- Dataset content
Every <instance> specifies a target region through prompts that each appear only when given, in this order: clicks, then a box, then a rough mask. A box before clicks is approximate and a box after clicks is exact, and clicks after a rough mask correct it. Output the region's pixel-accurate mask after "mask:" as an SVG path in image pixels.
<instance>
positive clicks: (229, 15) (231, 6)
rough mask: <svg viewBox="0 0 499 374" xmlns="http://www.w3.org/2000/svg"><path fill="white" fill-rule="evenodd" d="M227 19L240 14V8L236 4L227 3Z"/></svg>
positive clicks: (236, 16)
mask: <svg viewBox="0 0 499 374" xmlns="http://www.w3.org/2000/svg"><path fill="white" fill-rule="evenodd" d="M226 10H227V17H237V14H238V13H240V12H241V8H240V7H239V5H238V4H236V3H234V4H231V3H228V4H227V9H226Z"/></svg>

--

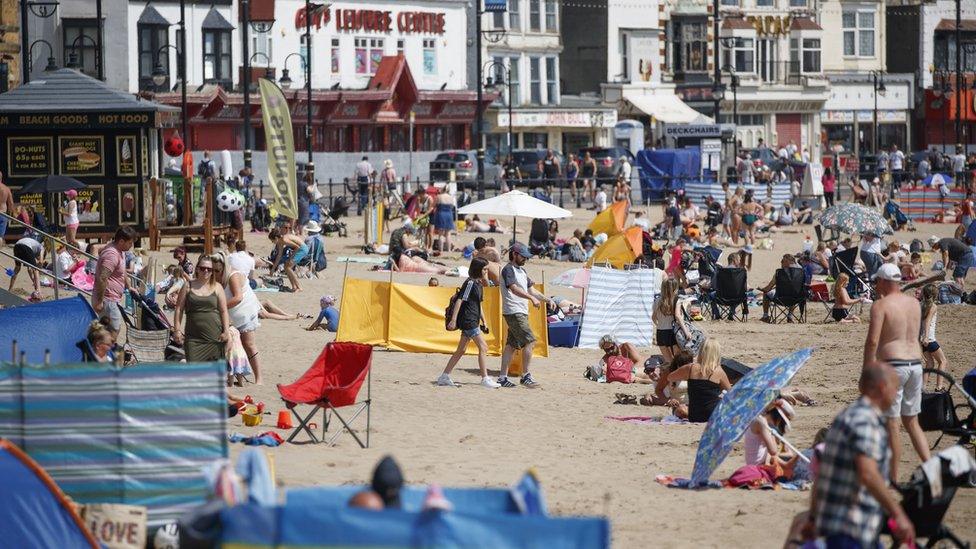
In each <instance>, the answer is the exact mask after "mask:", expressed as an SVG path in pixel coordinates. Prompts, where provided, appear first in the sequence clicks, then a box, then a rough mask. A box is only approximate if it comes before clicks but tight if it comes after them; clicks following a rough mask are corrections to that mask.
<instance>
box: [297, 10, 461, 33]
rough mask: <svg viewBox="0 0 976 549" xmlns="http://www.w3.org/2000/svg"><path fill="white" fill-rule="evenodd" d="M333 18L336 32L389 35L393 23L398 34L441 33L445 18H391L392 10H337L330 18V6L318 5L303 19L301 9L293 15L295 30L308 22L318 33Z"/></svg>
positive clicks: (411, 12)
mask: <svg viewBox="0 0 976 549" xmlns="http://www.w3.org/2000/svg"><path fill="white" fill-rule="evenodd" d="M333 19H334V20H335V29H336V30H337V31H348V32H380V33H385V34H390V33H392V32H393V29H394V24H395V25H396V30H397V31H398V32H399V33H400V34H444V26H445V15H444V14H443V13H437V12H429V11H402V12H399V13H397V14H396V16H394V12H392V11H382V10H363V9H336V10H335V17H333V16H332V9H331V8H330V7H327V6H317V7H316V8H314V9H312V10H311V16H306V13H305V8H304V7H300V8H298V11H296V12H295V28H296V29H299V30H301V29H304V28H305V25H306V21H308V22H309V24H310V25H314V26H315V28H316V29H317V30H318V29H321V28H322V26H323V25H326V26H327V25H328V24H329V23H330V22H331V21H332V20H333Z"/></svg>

* * *

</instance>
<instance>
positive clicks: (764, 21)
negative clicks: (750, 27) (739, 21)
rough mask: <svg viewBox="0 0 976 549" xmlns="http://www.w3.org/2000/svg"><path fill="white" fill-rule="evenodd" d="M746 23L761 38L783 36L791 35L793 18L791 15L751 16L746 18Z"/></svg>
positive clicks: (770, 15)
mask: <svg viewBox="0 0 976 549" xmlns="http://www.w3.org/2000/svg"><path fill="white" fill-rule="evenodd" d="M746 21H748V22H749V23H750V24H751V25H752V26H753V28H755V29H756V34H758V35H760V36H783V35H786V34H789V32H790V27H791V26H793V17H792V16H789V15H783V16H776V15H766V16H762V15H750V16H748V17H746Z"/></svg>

- Task
Rewrite the stretch from the line containing "Every <instance> specifies" through the line containing "positive clicks: (229, 15) (231, 6)", swapping "target region" for "object region" and leaving everything else in those lines unchanged.

- Exercise solution
Every <instance> specifies a object region through prompts that each appear only when given, in this order: clicks, then a box, then a rough mask. A box before clicks is approximate and a box after clicks is exact, and clicks after a rough mask correct it. Output the region's pixel-accurate mask after "mask:" as an SVG path in image pixels.
<instance>
positive clicks: (229, 15) (231, 6)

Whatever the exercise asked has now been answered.